#### Supplied records
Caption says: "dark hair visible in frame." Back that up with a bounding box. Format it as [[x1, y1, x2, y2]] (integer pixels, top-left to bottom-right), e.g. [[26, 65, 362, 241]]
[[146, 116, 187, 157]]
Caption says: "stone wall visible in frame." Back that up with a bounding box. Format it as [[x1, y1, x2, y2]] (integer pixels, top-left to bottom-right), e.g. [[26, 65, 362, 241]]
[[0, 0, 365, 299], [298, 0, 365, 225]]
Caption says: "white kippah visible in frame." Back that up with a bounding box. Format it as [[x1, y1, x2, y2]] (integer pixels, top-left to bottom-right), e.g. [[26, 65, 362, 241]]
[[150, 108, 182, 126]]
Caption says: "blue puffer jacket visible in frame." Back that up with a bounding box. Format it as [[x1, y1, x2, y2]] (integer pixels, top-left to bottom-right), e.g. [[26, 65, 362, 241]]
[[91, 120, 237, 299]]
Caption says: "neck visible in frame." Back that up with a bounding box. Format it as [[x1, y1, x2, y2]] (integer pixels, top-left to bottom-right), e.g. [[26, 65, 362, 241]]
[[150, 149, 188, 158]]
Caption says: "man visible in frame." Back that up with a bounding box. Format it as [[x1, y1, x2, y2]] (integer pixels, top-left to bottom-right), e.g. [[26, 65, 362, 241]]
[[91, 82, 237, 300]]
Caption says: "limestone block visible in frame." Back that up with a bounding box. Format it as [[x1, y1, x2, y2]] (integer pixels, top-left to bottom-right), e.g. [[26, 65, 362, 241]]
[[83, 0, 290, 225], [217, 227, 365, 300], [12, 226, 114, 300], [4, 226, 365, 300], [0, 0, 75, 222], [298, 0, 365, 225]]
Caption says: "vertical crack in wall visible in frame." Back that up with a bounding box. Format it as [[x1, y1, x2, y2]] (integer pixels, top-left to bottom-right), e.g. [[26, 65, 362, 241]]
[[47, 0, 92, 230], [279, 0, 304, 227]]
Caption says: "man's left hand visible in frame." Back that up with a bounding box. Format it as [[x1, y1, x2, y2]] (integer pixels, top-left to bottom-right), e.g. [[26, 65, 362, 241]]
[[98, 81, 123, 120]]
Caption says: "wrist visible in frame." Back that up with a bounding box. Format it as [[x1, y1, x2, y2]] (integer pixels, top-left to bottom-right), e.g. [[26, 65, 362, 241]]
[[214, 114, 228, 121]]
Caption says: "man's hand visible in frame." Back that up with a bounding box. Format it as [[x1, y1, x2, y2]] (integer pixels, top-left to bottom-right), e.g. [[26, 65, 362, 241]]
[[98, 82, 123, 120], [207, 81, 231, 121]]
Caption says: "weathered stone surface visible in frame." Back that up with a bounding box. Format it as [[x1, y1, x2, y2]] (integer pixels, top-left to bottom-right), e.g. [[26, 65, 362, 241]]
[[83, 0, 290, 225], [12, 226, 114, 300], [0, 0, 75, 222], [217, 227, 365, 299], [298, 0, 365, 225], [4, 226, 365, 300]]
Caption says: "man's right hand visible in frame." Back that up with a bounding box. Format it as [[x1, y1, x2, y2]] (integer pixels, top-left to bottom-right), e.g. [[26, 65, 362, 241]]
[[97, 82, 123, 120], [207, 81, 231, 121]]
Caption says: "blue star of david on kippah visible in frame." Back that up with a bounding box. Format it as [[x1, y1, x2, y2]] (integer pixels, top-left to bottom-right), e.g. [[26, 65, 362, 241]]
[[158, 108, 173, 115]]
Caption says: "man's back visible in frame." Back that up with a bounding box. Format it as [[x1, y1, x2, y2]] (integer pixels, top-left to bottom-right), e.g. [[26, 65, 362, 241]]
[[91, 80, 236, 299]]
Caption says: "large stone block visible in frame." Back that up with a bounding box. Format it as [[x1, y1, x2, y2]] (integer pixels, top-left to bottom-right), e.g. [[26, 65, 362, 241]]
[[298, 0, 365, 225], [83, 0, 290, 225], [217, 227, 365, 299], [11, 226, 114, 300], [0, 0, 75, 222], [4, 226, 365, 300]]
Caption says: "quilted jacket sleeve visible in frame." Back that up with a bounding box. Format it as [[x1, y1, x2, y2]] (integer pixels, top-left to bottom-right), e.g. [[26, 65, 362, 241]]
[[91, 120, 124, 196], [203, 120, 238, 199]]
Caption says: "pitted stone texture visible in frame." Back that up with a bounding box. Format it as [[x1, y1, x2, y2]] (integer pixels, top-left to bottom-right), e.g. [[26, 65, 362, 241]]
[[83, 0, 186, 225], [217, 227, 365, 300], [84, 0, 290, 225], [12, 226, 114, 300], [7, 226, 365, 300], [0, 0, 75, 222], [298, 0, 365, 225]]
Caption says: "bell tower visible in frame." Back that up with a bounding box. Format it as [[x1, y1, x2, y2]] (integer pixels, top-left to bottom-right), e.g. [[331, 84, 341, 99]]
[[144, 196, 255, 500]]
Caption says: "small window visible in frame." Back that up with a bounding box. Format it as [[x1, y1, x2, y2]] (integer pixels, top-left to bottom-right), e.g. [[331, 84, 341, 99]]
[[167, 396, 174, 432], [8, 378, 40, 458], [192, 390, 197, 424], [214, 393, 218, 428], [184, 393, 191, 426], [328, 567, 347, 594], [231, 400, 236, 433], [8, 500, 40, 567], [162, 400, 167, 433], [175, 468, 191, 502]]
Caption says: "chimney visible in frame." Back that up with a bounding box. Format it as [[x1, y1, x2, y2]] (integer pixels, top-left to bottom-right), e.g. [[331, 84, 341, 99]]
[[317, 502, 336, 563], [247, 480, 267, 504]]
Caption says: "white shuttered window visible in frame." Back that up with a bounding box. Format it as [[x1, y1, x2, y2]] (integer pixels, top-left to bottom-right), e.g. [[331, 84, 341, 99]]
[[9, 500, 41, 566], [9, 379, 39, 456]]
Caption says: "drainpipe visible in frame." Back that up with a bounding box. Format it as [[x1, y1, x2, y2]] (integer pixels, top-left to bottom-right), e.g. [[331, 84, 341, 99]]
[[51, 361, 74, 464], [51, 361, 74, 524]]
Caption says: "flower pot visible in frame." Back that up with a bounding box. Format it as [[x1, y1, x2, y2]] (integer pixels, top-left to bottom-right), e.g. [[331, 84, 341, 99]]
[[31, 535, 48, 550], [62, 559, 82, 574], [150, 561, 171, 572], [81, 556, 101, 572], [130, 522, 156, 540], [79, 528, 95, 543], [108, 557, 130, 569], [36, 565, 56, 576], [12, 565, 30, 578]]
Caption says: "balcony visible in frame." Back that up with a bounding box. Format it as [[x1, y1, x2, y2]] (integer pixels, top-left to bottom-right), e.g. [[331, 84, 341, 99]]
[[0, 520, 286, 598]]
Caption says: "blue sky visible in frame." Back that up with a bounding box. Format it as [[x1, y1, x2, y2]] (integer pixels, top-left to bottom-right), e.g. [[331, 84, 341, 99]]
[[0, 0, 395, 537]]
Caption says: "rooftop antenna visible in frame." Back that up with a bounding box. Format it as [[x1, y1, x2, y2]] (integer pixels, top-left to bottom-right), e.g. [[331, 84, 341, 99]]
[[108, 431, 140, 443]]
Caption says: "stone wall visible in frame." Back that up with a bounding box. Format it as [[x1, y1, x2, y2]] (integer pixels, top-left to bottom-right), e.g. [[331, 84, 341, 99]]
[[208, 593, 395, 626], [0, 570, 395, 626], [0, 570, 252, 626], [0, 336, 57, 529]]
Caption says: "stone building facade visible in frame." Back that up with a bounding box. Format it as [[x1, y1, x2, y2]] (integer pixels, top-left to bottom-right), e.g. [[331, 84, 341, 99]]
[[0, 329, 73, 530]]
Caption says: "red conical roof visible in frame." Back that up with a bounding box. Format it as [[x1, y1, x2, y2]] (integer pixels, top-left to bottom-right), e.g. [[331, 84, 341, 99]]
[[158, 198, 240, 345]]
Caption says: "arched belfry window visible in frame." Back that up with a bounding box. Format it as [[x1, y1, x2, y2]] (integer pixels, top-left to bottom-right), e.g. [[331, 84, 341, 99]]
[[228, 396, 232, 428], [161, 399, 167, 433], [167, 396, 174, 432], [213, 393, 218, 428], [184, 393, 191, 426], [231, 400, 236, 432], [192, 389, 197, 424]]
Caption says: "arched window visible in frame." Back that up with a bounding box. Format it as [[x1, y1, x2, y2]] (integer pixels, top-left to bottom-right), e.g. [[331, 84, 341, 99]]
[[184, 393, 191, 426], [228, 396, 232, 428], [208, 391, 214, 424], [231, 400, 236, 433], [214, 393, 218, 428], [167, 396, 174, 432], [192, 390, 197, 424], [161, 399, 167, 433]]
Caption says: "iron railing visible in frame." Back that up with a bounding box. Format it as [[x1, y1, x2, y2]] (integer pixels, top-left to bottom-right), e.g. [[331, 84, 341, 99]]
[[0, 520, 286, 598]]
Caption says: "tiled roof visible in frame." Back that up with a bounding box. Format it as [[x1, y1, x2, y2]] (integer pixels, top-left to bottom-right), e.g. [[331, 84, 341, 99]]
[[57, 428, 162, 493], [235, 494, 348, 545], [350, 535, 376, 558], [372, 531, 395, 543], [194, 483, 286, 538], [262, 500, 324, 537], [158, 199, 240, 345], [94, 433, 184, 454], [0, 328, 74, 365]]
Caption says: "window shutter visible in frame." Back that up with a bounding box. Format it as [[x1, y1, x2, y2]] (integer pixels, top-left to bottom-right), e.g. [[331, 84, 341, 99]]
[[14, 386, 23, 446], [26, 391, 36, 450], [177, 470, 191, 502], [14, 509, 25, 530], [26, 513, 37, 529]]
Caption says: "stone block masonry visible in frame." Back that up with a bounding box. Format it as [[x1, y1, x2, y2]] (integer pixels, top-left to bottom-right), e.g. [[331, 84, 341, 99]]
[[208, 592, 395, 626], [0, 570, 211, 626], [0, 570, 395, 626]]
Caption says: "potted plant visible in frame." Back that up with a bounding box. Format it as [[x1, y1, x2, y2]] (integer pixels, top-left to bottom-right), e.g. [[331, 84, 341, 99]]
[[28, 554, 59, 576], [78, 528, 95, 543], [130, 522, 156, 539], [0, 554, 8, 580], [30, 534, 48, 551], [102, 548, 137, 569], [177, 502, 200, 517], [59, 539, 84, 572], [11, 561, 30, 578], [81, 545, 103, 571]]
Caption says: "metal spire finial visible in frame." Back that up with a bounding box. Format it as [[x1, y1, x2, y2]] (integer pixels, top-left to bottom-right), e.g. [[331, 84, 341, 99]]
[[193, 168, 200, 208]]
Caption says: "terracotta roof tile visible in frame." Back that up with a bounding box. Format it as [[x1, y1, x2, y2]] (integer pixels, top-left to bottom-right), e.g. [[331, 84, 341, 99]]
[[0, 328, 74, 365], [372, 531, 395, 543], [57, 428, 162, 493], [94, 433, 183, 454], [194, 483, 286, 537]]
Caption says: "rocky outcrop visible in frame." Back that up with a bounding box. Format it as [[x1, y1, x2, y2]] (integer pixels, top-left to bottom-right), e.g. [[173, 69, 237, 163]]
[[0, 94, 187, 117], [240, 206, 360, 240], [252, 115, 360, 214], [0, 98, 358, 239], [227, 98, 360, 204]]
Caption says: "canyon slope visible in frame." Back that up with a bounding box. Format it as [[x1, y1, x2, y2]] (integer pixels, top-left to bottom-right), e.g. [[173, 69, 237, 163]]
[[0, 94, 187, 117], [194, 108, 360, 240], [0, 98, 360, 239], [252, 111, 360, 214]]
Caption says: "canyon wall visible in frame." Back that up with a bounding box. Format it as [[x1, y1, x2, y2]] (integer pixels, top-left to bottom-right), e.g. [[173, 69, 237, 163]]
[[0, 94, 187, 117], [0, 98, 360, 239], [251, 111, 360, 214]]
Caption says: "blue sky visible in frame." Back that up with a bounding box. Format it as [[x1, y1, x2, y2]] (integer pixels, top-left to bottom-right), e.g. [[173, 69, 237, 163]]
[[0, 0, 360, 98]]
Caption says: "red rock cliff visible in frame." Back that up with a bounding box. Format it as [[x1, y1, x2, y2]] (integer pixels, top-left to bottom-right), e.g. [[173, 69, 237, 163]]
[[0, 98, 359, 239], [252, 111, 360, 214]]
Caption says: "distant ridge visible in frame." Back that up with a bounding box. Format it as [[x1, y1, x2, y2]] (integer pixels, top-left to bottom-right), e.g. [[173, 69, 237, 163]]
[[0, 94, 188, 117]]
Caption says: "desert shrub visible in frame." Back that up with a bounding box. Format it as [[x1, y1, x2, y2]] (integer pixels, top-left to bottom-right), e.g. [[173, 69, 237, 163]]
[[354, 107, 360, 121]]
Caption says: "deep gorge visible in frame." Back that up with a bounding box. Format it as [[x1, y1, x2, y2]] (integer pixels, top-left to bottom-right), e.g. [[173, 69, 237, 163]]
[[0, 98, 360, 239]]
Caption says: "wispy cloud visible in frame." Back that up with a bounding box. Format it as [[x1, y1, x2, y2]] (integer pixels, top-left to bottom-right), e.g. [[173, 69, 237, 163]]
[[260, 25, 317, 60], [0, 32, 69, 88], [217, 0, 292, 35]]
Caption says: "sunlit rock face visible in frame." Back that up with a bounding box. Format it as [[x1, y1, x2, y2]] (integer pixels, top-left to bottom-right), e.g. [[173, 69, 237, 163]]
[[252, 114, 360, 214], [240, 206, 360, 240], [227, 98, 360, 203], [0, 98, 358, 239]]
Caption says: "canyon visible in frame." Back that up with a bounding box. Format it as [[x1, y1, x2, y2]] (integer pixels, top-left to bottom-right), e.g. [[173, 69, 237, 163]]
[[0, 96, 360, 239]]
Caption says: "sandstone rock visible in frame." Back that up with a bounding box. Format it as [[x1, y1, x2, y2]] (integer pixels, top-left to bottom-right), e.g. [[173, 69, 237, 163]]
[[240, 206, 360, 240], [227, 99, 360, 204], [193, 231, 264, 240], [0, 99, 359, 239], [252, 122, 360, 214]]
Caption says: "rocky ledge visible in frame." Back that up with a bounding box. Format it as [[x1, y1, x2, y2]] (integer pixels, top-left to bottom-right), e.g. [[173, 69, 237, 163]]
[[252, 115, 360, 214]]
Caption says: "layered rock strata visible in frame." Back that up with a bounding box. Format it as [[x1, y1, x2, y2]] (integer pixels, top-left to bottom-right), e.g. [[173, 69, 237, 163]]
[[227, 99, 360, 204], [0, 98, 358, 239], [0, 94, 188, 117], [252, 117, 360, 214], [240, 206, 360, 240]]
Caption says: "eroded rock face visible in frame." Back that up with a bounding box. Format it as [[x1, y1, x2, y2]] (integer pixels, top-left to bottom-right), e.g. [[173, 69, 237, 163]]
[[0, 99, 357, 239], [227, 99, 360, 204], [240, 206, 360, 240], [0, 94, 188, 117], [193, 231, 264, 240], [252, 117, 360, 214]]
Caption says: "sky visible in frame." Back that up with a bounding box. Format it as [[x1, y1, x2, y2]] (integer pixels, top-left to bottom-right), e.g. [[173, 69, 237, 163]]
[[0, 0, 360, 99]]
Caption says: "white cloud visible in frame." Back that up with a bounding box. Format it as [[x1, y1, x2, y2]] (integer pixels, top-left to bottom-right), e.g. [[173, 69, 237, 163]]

#### Aim of the exercise
Update the lines starting at the one that contains "gorge visible in" and ending at the one that contains "[[252, 115, 360, 214]]", changing every "visible in frame" to "shown in the frame" and leaving all else unchanged. Give only those lines.

#### Response to this task
Caption says: "deep gorge shown in the frame." Back that up with a bounding box. Format it as [[x1, y1, x2, y2]] (integer pixels, top-left to bottom-right), e.g. [[173, 69, 237, 163]]
[[0, 98, 360, 239]]
Caption says: "wispy cloud shown in the frame." Back that up with a bounding box. Format it as [[x1, y1, x2, y2]] (integer pixels, top-left to bottom-right), e.g. [[173, 69, 237, 163]]
[[260, 25, 317, 60], [0, 32, 69, 88], [217, 0, 292, 35]]
Caption says: "sunlit rock face shown in the frame." Back that up with a bounding box. Format it as [[x1, y1, x2, y2]] (integer pixels, top-left to bottom-right), e.g. [[173, 69, 237, 163]]
[[252, 114, 360, 214], [240, 206, 360, 240], [227, 98, 360, 203], [0, 98, 358, 239]]
Caption says: "canyon shown in the frame." Back that up with a bounding box. Format it as [[x1, y1, x2, y2]] (integer pixels, top-left to bottom-right), e.g. [[173, 69, 237, 163]]
[[0, 96, 360, 239]]
Caption says: "sandstone rock shown in the frame." Back that up with a bounding box. Format it as [[x1, y1, x2, y2]] (integer pixels, top-left to bottom-right), e.g. [[173, 69, 237, 163]]
[[240, 206, 360, 240], [227, 99, 360, 204], [193, 231, 264, 240], [0, 99, 359, 239], [252, 122, 360, 214]]
Caption says: "rocky ledge shown in the frame." Back that up with a bounding box. Format it as [[x1, y1, x2, y2]] (integer pixels, top-left to bottom-right), e.g. [[173, 69, 237, 163]]
[[252, 115, 360, 214]]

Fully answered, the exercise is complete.